**Instructions**
1. Could you copy the commentary on China's political outlook word for word, from "For a leader" to "profound political change."?
2. Can you write a continuation of the commentary on China's political outlook, picking up after its last sentence?

**Text shown**
···
For example, at the peak of the public outrage over the government’s initial cover-up of the outbreak, Xi disappeared from public view.
After his meeting with WHO Director-General Tedros Adhanom Ghebreyesus on Jan. 28, he did not resurface until his state meeting with Cambodian Prime Minister Hun Sen on Feb. 5.
For a leader who normally dominates China’s news cycle every day, Xi’s absence amid a national panic was conspicuous, and led some Chinese observers to speculate that his grip on power might be in peril.
If that seems unthinkable, it is worth remembering that the past years have produced events that few anticipated.
Who predicted, for example, that a US real-estate mogul would face off with a Chinese princeling in an earth-shaking superpower rivalry, or that China might replace the US as a champion for capitalist globalization?
The current moment of precariousness could well give way to more profound political change.
Three possibilities stand out. The most extreme, worst-case scenario is regime collapse. China bashers who read that sentence should not gloat, because the sudden dissolution of an authoritarian regime does not necessarily lead to democratization; in many cases, it leads to civil war, as we saw in Iraq after the US forcibly removed then-Iraqi president Saddam Hussein, and as we see today in Libya after the death of Libyan leader Muammar Qaddafi.
A violent power struggle within China would be catastrophic for the entire world.
Fortunately, this scenario is unlikely. Although China is under unprecedented stress, its economy has not come to a standstill.
As Shang-Jin Wei (魏尚進) of Columbia University has pointed out, China’s highly developed e-commerce industry allows residents to continue shopping from home, and while tens of thousands of Chinese are infected with the virus and many more are furious at the government, the vast majority of the population is nowhere near desperation.
···
**Records shown**
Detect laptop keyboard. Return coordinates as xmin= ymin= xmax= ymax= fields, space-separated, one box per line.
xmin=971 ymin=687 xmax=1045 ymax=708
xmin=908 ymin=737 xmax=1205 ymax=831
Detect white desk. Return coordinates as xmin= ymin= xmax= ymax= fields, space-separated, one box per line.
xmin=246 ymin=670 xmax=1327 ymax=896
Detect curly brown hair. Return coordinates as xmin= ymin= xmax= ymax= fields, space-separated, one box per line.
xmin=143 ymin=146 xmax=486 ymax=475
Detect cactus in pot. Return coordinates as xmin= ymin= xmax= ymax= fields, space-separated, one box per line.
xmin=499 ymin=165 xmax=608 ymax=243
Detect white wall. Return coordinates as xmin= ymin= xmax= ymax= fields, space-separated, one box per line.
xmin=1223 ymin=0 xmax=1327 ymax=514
···
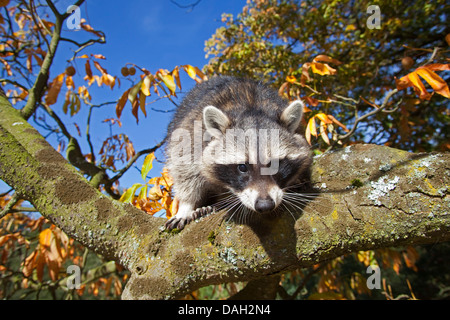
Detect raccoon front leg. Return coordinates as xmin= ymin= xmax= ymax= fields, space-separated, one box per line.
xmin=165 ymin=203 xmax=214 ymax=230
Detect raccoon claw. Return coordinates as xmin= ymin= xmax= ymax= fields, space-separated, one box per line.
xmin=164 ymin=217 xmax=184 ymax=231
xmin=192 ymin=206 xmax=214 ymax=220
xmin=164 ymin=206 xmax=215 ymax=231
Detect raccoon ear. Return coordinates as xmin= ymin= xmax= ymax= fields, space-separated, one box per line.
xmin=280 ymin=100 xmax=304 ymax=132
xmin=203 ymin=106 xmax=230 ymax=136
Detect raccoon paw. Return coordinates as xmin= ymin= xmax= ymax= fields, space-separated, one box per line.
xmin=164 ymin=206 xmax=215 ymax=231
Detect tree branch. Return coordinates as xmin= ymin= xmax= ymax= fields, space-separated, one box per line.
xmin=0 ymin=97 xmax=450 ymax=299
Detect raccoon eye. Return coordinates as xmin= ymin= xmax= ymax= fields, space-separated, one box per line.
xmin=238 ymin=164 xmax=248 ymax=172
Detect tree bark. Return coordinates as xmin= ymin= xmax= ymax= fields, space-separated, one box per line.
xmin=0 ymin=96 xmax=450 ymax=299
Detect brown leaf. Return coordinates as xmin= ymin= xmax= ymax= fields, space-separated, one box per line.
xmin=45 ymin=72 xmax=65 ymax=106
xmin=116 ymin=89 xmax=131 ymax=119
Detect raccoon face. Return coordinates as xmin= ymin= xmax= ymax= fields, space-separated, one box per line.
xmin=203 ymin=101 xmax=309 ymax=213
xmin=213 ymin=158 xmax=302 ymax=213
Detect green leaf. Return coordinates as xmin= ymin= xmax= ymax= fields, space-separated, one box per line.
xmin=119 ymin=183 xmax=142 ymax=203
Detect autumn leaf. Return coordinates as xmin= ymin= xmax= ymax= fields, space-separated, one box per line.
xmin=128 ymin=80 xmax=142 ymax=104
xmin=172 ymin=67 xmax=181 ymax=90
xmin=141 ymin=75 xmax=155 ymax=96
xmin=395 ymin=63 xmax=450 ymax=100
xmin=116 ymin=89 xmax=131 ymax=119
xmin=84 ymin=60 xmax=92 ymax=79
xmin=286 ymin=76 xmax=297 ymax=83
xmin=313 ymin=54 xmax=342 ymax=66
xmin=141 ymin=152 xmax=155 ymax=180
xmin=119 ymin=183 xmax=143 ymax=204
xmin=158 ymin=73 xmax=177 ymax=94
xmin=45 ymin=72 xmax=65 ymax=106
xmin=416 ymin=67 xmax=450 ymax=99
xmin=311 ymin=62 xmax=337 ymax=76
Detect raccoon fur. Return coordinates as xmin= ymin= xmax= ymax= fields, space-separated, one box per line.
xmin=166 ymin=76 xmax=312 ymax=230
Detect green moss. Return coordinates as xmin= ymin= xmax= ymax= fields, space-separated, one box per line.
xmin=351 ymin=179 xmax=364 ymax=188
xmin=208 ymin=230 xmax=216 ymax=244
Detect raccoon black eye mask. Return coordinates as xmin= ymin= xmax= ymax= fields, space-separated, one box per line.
···
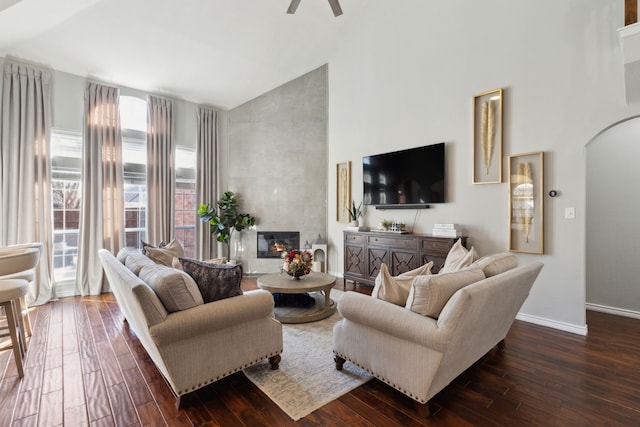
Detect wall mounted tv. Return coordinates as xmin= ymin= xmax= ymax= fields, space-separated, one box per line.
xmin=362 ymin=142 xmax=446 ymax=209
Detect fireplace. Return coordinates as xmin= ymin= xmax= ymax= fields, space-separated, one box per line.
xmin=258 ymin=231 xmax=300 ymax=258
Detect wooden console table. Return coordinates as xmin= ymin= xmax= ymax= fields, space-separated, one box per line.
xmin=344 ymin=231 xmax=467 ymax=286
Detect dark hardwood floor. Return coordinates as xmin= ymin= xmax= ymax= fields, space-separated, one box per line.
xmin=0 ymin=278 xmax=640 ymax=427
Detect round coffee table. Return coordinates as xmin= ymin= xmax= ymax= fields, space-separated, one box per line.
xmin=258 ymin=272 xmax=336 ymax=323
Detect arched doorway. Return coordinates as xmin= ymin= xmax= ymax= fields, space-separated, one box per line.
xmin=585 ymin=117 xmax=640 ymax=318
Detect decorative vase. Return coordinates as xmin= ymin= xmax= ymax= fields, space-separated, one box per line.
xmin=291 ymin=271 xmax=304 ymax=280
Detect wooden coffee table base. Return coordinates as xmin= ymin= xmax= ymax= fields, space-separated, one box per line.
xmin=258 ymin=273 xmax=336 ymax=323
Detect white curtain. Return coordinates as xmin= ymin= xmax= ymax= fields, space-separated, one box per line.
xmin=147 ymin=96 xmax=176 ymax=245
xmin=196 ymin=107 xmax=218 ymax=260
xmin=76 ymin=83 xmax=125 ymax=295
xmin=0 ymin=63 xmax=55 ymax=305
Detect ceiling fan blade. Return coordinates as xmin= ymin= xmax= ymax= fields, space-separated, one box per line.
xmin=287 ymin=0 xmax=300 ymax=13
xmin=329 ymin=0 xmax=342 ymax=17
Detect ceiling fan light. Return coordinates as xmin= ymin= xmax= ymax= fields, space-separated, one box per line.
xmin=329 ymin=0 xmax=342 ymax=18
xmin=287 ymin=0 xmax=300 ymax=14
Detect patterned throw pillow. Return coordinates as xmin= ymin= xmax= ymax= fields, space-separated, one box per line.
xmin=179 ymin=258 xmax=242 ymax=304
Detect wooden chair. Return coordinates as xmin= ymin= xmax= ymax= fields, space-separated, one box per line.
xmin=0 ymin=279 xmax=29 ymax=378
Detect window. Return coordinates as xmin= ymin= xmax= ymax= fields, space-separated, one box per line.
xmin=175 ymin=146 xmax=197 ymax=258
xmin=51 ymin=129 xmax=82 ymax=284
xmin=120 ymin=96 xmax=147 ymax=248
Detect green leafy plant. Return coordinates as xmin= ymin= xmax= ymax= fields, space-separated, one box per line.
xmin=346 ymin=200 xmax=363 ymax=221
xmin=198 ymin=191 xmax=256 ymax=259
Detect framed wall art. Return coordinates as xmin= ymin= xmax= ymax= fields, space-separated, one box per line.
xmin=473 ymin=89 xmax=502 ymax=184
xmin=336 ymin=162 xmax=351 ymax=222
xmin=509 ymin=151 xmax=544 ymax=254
···
**Results**
1.
For a leader who normally dominates China’s news cycle every day, Xi’s absence amid a national panic was conspicuous, and led some Chinese observers to speculate that his grip on power might be in peril.
If that seems unthinkable, it is worth remembering that the past years have produced events that few anticipated.
Who predicted, for example, that a US real-estate mogul would face off with a Chinese princeling in an earth-shaking superpower rivalry, or that China might replace the US as a champion for capitalist globalization?
The current moment of precariousness could well give way to more profound political change.

2.
The second scenario is a change in leadership at the highest level. Xi cannot avoid blame for the backlash against his restrictive domestic policies and assertive actions abroad, which had already begun to undercut support for him even before the COVID-19 epidemic.
With the death of Li Wenliang (李文亮), a doctor who was rebuked by state authorities for warning others about the virus, the failings of Xi’s top-down approach have been laid bare.
News of Li’s passing unleashed a firestorm of online criticism of the government, and Xi’s failure to appear on the frontlines of the fight has further diminished his credibility as a populist leader.
In principle, Xi’s abolition of constitutional term limits allows him to stay on as president for life, but whether he actually will remain in office after his term ends in 2022 is now an open question.
Owing to the concentration of power in the Chinese system, the paramount leader has an outsized effect on all spheres of society, as well as foreign policy.
If a new leader were to take over in 2022 — or even before then — the most likely outcome would be a reset of all of Xi’s policy priorities, forcing the rest of the world to revisit its thinking about China and its global role.
In the third scenario, Xi clings to his post, but it is hollowed out and power shifts over to competing factions.
Such an arrangement would not be without precedent. After the Great Leap Forward, Mao Zedong’s (毛澤東) fanatical campaign from 1958 to 1962 to “catch up with Britain in 10 years,” killed 30 million peasants. Mao was forced into retirement, but remained paramount leader in name.
Later, he would stage a comeback, ushering in another decade-long disaster: the Cultural Revolution.
It is already clear that Chinese politics and governance will not be the same after the COVID-19 outbreak. The myth that Xi and his supporters have sustained about the virtues of centralized control has been demolished.
Li’s parting words — “A healthy society should not have only one voice” — will remain etched in the minds of hundreds of millions of Chinese, who have seen for themselves that censorship can endanger their lives.
Yuen Yuen Ang is a professor of political science at the University of Michigan, Ann Arbor.